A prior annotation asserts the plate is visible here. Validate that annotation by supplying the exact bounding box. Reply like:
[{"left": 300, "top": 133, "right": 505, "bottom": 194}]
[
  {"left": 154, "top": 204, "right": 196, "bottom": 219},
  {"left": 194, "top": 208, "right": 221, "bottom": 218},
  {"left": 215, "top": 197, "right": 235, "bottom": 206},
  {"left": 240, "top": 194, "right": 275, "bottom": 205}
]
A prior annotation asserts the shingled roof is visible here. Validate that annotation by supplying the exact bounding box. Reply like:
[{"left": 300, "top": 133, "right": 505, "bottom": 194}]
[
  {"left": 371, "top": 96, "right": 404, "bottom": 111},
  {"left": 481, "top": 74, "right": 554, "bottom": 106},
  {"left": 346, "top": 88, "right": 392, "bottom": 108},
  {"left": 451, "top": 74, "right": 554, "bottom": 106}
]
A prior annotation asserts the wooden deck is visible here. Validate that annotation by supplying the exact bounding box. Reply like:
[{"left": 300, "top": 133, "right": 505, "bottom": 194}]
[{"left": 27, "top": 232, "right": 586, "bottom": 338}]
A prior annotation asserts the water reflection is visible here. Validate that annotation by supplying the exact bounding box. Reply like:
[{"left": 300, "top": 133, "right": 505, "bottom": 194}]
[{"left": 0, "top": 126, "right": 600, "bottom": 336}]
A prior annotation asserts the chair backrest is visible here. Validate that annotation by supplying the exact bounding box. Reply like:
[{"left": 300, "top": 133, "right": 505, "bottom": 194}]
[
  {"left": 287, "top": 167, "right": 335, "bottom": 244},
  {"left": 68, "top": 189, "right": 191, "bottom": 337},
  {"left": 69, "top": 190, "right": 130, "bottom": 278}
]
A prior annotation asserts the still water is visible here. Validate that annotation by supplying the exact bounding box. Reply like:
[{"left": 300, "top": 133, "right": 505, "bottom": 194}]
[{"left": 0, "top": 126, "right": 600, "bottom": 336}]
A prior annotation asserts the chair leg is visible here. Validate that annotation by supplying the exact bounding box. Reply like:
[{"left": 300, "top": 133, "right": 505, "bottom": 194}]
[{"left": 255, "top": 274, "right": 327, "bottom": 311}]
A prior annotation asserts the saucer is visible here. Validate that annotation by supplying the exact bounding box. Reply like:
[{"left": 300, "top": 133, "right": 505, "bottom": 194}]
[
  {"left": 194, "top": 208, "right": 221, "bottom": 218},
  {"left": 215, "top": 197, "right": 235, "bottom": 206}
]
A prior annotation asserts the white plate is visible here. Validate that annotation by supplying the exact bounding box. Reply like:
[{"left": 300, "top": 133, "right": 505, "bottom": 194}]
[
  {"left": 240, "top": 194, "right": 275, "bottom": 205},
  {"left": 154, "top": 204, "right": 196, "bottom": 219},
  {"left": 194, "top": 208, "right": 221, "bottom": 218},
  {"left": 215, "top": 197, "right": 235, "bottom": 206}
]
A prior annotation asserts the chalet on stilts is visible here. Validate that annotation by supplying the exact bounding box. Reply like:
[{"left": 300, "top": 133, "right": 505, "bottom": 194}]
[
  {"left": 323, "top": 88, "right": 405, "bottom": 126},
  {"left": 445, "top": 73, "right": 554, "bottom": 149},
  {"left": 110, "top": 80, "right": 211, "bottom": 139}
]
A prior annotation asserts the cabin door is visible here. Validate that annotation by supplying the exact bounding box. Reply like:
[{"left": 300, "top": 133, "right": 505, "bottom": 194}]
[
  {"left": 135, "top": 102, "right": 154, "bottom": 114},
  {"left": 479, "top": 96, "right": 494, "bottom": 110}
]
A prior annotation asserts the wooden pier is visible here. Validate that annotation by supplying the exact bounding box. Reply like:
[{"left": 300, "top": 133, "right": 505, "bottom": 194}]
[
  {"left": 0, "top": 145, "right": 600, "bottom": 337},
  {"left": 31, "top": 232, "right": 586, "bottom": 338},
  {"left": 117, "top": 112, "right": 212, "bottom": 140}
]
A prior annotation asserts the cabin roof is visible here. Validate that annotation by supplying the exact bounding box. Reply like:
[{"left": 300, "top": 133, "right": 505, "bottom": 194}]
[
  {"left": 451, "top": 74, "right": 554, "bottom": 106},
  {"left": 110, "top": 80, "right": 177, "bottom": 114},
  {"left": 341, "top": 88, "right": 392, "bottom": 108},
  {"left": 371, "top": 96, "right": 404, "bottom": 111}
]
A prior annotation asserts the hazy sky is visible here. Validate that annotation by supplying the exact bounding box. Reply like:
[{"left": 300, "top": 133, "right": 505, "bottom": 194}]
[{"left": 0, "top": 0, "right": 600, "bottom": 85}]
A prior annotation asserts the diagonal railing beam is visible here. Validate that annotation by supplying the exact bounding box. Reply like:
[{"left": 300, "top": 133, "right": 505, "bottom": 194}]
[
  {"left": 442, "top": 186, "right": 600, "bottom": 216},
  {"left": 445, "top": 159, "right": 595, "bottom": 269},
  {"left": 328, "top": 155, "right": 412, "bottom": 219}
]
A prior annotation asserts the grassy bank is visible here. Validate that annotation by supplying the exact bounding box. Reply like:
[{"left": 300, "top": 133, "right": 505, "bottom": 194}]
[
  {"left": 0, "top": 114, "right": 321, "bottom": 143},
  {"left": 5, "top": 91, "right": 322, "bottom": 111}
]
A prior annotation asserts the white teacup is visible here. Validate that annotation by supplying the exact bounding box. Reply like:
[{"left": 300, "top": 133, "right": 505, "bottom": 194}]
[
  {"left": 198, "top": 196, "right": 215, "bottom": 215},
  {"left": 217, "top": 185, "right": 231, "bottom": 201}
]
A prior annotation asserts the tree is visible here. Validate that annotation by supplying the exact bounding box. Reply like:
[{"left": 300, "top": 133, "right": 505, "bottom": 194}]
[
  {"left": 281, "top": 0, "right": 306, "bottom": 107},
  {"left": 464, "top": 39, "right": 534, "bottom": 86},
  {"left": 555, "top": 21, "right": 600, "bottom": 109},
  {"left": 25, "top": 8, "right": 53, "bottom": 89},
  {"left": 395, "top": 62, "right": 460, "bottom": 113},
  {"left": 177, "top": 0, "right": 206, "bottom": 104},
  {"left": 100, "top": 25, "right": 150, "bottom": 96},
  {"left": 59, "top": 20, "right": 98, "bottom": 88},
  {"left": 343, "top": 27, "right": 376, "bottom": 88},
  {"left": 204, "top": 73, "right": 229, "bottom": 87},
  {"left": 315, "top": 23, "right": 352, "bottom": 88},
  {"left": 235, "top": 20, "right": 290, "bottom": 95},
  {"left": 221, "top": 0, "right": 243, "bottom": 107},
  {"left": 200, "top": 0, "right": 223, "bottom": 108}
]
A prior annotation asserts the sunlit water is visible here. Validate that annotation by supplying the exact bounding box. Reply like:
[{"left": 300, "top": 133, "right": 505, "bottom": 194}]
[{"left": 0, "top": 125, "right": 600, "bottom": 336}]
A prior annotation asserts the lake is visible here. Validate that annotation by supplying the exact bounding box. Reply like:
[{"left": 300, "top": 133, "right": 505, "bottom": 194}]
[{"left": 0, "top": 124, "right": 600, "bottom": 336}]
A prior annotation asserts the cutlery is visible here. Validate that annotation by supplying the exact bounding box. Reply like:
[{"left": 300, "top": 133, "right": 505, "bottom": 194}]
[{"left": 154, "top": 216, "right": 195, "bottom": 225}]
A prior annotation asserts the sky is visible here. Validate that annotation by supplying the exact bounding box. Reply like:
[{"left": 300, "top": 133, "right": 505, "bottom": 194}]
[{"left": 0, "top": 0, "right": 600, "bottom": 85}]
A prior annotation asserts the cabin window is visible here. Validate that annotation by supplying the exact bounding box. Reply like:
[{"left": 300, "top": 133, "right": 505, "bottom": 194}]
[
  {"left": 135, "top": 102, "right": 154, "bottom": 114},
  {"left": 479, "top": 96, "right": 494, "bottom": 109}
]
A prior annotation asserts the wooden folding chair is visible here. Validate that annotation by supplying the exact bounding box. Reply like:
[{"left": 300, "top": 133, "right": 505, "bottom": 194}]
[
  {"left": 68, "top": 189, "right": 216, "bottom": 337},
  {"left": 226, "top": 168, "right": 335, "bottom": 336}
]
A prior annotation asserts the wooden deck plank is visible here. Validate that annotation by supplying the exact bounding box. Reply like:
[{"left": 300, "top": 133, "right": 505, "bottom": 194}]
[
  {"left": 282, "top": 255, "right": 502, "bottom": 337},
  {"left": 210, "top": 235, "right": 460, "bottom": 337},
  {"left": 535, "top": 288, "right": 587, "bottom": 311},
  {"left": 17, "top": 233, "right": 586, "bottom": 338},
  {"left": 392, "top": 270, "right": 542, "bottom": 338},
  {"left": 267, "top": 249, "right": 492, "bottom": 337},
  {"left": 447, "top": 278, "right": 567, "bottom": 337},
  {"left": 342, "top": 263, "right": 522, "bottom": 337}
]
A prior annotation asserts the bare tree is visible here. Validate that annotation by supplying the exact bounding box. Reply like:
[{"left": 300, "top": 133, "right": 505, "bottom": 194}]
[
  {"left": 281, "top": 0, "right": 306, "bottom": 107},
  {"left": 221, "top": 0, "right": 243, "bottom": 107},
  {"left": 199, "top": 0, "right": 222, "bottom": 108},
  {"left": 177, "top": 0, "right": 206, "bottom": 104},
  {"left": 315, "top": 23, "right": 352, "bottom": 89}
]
━━━━━━━━━━━━━━━━━━━━
-- AIM --
Collect and copy out every line above that contains the string "chair". Case counts.

-- THE ANSWER --
A prior annotation asserts the chair backrest is visible here. Validate that annotation by supplying the exact bounding box. Reply like:
A prior annotation asserts the chair leg is visible here. Validate that annotation by supplying the exact bounding box. Reply like:
A prior annotation asserts the wooden folding chair is visible here. Validate that annotation by supplying the exact bounding box. Reply like:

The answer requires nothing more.